_To do_
Rewrite all of the entries with "pick out" changed to "mark" and everything else left as is. Omit the pictures from your output.

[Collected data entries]
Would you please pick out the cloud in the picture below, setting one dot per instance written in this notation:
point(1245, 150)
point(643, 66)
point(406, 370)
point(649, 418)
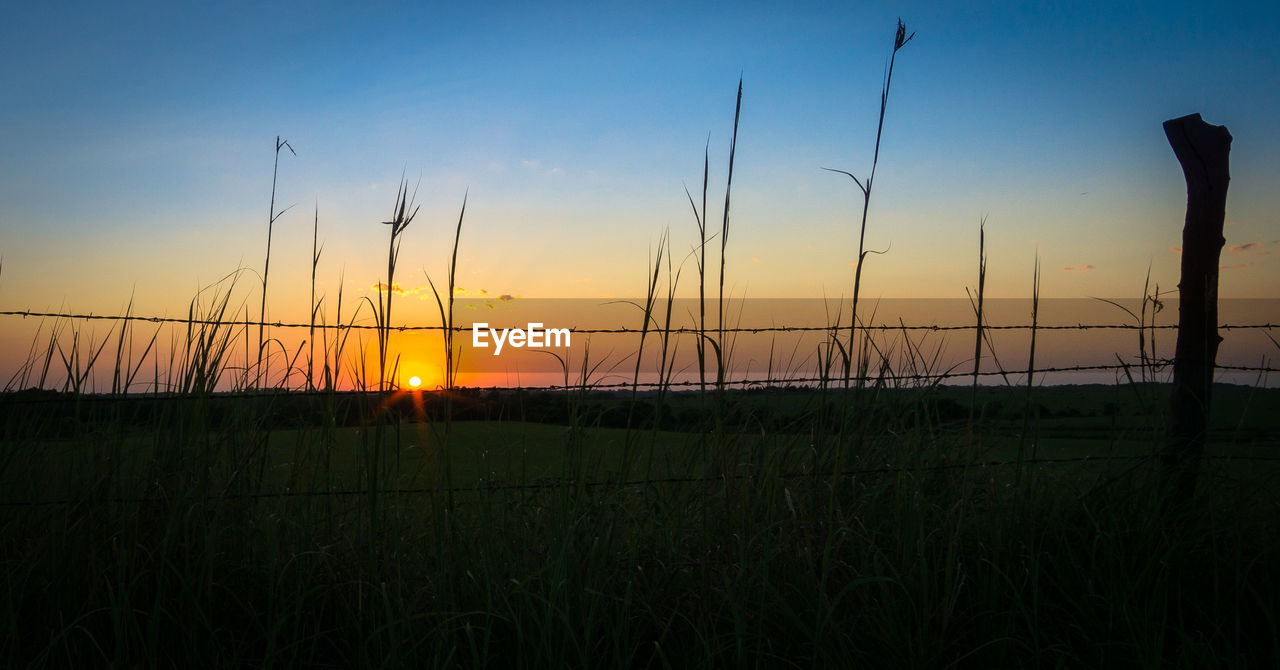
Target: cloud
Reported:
point(536, 165)
point(401, 291)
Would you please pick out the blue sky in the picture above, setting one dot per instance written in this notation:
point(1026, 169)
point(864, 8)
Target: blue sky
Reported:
point(136, 144)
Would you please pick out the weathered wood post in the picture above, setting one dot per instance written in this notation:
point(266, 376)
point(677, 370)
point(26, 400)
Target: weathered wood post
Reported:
point(1202, 150)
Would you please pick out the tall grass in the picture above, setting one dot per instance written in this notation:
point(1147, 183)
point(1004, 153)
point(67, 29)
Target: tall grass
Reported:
point(266, 264)
point(190, 528)
point(900, 40)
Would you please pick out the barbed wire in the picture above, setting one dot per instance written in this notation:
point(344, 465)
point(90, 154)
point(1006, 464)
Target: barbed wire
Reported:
point(763, 383)
point(629, 483)
point(621, 329)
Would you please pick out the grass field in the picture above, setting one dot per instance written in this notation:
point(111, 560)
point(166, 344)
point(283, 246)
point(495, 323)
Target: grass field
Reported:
point(233, 502)
point(201, 537)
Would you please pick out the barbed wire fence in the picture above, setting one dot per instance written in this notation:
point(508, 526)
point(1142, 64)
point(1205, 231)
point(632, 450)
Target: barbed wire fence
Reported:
point(785, 381)
point(745, 382)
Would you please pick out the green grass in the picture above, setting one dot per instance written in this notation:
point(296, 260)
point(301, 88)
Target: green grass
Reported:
point(213, 559)
point(880, 524)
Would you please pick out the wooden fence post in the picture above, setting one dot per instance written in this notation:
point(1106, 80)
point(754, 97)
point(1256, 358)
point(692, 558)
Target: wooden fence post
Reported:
point(1202, 150)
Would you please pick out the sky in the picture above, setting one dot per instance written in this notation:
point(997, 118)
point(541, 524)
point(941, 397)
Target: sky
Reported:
point(137, 146)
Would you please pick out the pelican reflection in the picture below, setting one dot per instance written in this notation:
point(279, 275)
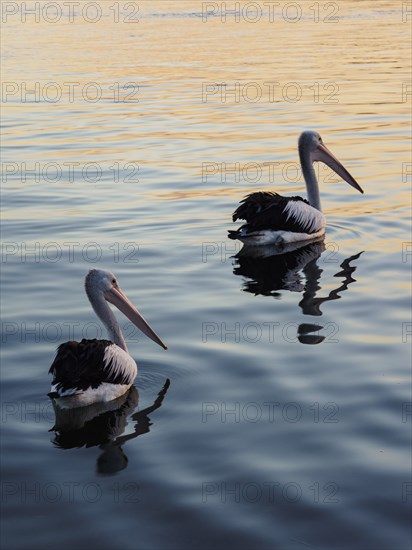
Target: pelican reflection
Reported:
point(271, 269)
point(102, 424)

_Solved problem_
Would you please mark the cloud in the picture below, setting one dot per instance written in this notation:
point(1245, 150)
point(643, 66)
point(406, 370)
point(649, 418)
Target: cloud
Reported:
point(536, 165)
point(401, 291)
Would you please mark the blue sky in the picture above, setting one dot per instance written in this notation:
point(1026, 169)
point(864, 8)
Target: blue sky
Reported:
point(136, 144)
Would you please mark the weathered wood post in the picture above, setting one dot per instance written in this notation:
point(266, 376)
point(677, 370)
point(26, 400)
Target: weathered wood post
Reported:
point(1202, 150)
Would you please mark the tall grass in the picture above, setting one dot per instance written in this notation:
point(1147, 183)
point(1004, 153)
point(67, 29)
Target: tall grass
Reported:
point(266, 264)
point(190, 528)
point(900, 40)
Would you please mark the barbed wire in the picture above, setting one dot per instance written in this notation:
point(344, 465)
point(90, 154)
point(1006, 464)
Target: barbed wire
Reported:
point(763, 383)
point(629, 483)
point(621, 329)
Would you please mark the grass field in the picture above, setting one dot per instance written in this notation:
point(111, 560)
point(166, 344)
point(283, 246)
point(495, 323)
Target: grass field
Reported:
point(233, 502)
point(201, 537)
Would you please mark the barbed wire fence in the picture above, setting one dot per instance written in this notation:
point(508, 526)
point(1142, 64)
point(1205, 231)
point(632, 450)
Target: barbed wire fence
Reported:
point(785, 381)
point(745, 382)
Would you please mark the green grass in the picture above, setting one dot per instance written in this notation:
point(296, 260)
point(301, 88)
Target: green grass
Reported:
point(213, 559)
point(880, 524)
Would you please mark the wooden fence post in the picture above, setting one dot per instance written in this notation:
point(1106, 80)
point(754, 97)
point(1256, 358)
point(692, 558)
Target: wooden fence post
Reported:
point(1202, 150)
Would you please mark the sky in the picture above, setting one dot per instance written in this notation:
point(997, 118)
point(541, 524)
point(941, 397)
Target: sky
Reported:
point(137, 146)
Would you please mark the pelican reflection in the picture below, setting one dot per instance written in this notation:
point(279, 275)
Target: pelican reflection
Reported:
point(271, 269)
point(102, 424)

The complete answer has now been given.